■ EXERCISE DESCRIPTION ■
Copy out, exactly as written, only the line containing "Could you please point to the brick wall" and the lines after it through the end of the records.

[Start of RECORD SET]

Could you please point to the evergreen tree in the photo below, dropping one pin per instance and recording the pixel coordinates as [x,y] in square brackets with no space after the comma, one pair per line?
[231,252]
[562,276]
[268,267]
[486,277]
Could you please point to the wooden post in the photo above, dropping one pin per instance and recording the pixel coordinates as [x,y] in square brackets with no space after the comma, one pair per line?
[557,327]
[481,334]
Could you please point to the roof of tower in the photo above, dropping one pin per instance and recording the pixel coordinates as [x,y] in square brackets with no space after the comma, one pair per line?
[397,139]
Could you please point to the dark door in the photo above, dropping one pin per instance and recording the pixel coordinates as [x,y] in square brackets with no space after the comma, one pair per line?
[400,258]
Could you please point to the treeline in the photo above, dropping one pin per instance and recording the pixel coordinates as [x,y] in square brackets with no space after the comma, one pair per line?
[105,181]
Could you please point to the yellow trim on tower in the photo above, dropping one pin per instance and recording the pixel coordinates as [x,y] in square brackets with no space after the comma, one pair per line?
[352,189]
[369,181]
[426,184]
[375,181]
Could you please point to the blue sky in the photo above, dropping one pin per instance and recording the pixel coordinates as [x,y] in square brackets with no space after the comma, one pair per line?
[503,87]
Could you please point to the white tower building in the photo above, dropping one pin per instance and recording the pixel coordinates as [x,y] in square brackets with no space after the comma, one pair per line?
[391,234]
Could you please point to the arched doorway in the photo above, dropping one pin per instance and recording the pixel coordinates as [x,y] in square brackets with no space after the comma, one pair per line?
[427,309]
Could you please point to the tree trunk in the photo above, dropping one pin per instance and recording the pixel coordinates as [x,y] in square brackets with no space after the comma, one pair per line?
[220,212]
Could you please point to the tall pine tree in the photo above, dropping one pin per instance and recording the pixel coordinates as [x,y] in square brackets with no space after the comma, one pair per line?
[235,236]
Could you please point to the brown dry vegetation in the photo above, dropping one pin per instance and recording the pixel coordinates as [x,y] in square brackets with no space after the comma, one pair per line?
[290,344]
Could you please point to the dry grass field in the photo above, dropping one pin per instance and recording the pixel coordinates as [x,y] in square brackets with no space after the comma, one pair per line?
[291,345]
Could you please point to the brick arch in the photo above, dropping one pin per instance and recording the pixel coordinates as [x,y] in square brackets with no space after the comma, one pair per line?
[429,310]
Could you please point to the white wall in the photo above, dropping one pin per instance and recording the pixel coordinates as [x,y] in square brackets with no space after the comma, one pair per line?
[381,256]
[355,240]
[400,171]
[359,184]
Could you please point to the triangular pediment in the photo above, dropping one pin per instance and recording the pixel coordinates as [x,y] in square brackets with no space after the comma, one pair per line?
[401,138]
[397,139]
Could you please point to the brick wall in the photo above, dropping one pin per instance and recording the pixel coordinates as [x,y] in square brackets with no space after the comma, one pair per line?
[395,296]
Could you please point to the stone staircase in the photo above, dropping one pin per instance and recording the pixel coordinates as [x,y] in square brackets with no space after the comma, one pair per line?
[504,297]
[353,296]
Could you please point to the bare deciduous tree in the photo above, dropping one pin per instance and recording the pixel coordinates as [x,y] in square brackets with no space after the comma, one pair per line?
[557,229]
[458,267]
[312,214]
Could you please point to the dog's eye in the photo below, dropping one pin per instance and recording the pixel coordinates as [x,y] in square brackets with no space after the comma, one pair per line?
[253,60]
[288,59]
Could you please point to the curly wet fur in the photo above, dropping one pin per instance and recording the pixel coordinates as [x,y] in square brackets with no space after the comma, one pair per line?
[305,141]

[End of RECORD SET]

■ EXPECTED OUTPUT ■
Could you please point to the brick wall in the photo above, dropping one pin per instance and recording the pixel coordinates as [x,y] in square brackets with no space after the comma, one pair per line?
[395,296]
Could you please point to the stone staircase in the photo above, dropping one pin per instance and recording the pixel coordinates as [x,y] in square brackets with no space after the comma, one pair per line?
[504,297]
[353,296]
Could you please point to the bare deciduous tree in the photo above, dropping one pin per instance and recording the pixel coordinates as [x,y] in square brackets with no space after the comma, one pair per line?
[557,229]
[458,267]
[312,214]
Could you please point to the dog's eye in the photo below, dropping one pin per instance and recording the pixel coordinates as [x,y] in square brackets with no space after the comma, one pair per line?
[253,60]
[288,59]
Could you please point to the curly wet fur in the photo above, dropping one pin per instance and recording the pixel coordinates as [x,y] in square brackets with no space after the comma, one pair per line?
[305,141]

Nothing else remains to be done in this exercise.